Stated goal |
Extract the entries in their exact form.

Extracted records |
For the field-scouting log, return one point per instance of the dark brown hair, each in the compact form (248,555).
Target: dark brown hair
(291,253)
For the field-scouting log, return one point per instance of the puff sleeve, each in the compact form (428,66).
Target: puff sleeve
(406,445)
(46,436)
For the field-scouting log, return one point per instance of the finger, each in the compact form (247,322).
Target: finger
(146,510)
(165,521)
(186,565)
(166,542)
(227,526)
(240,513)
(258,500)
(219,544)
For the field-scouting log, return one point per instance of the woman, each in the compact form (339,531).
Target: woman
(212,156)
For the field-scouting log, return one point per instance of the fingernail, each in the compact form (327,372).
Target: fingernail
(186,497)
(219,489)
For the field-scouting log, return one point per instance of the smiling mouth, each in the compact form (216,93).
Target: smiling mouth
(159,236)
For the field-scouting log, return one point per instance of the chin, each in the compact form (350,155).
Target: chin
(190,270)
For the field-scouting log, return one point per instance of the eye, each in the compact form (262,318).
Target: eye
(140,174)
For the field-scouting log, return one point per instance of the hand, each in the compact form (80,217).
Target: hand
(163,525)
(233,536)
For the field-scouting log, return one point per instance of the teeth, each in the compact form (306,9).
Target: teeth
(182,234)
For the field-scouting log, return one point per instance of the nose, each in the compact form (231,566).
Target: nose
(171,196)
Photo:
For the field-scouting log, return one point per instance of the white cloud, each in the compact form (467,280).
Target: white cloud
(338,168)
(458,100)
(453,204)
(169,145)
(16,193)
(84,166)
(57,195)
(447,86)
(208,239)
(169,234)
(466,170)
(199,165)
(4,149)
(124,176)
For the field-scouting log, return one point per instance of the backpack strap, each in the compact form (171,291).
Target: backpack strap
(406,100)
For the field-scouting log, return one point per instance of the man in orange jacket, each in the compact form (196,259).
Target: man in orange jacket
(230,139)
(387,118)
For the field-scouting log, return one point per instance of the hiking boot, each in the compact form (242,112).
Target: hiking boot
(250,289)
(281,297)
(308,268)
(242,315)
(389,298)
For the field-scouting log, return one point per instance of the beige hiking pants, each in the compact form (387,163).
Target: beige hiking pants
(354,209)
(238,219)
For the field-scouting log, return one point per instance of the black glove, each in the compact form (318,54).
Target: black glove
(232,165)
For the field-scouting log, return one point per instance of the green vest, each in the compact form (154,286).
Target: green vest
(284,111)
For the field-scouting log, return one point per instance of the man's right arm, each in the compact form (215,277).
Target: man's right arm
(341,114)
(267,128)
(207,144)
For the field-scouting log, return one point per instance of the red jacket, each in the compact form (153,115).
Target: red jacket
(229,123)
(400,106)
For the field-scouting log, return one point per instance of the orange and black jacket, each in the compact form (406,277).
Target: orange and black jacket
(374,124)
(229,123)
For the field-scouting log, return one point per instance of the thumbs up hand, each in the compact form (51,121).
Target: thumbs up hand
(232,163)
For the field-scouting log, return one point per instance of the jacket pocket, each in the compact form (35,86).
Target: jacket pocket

Response |
For the field-scouting log, return one point per instance of the dark brown hair, each in the compact form (248,555).
Target: dark brown hair
(291,253)
For the field-scouting log, return one point per instance of the puff sleeve, each in the compact form (428,66).
Target: puff sleeve
(406,445)
(46,436)
For the field-scouting log, return one point per instance of the finger, each in the compact form (247,322).
Target: finger
(146,510)
(165,521)
(186,565)
(166,542)
(227,526)
(240,513)
(258,500)
(219,544)
For the field-scouting log, return one point per instance of the woman, each in the compact form (339,531).
Target: woman
(212,156)
For the field-scouting log, return one point per instance of the fingernail, each in the compact form (327,372).
Target: fingernail
(186,497)
(219,489)
For the field-scouting log, return one point per instance of the smiling mouth, each in the compact form (216,93).
Target: smiling mouth
(159,236)
For the field-scouting log, return one point per instance of the chin, each in the compact form (350,155).
Target: chin
(190,270)
For the field-scouting log, return one point per instance of the eye, each in the compact form (262,318).
Target: eye
(140,174)
For the field-scouting log, return one point per instance of the hand, each in the compact form (80,217).
Target: hand
(163,525)
(233,536)
For the field-scouting log, return one point per instance of the teeth, each in the compact form (306,9).
Target: teeth
(182,234)
For the field-scouting log, return one point per instance of the nose, each in the compact form (231,566).
Target: nose
(171,196)
Photo:
For the field-scouting log, return one point per instance of the white cloud, each in the compact form (467,280).
Target: white cloud
(338,168)
(458,100)
(453,204)
(169,145)
(16,193)
(84,166)
(57,195)
(447,86)
(208,239)
(169,234)
(466,170)
(199,165)
(4,149)
(124,176)
For the field-scouting log, return one point per instance of the backpack strap, each in the compact form (171,291).
Target: backpack strap
(406,100)
For the field-scouting log, return one point per instance of the man in orange jacket, each in the compact form (196,259).
Target: man in orange jacket
(230,139)
(387,118)
For the field-scouting log, return one point per instance of the hiking boot, each in the compact form (242,112).
Target: hiking boot
(250,289)
(281,297)
(308,268)
(242,315)
(389,298)
For the field-scouting log, return one point per instance of the beige hiking pants, each in the compact form (387,163).
Target: beige hiking pants
(354,209)
(238,219)
For the field-scouting log, return one point per instance of the black glove, each in the compact form (318,54).
Target: black glove
(232,165)
For the field-scouting log, return one point per instance of the green vest, each in the compact form (154,286).
Target: green vest
(284,111)
For the field-scouting log, return one point per instance of the man's right arm, each in the compact form (215,277).
Target: man's right arm
(341,114)
(267,128)
(207,144)
For the field-scouting log, return one point per instance of the red jacket, each in the compact form (153,115).
Target: red jacket
(229,123)
(400,106)
For the field-scouting log, return one point per instance of the orange and black jacket, each in the compact form (406,277).
Target: orange and black jacket
(374,124)
(229,123)
For the field-scouting log, return one point per instance of the thumbs up hand, each in the compact form (51,121).
Target: thumbs up hand
(232,163)
For the field-scouting log, return one point per instance of the jacket pocket, each in the compact form (35,86).
Target: jacket pocket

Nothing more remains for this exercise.